> Exercise instructions: Make an exact copy of every record that follows.

[Dataset entries]

▼▼▼

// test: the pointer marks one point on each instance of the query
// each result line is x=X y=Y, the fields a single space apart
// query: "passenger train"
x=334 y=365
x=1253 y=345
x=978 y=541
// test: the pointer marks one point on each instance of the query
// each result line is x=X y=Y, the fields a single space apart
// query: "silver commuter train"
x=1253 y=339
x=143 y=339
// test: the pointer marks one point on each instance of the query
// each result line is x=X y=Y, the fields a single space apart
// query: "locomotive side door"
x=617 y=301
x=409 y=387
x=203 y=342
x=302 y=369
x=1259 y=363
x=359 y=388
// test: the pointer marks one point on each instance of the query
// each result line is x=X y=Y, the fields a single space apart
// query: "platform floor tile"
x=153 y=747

▲▲▲

> Final answer:
// test: the pointer marks one point on each instance of the query
// each result line is x=X y=Y, the fields a single space apart
// query: "passenger train"
x=334 y=365
x=1253 y=345
x=978 y=541
// test: the pointer marks one point on each instance of the query
// each result line is x=X y=Y, the fields a single space apart
// query: "silver commuter train"
x=1253 y=339
x=143 y=339
// test: the pointer marks one point on each instance of the query
// each result line is x=X y=Y, the fields a single space apart
// query: "locomotive side door"
x=617 y=301
x=409 y=387
x=203 y=342
x=302 y=369
x=1259 y=363
x=359 y=388
// test: the pointer marks one point on each instance of the query
// each result line is x=X y=Y, the fields a single space apart
// query: "platform floor tile"
x=153 y=747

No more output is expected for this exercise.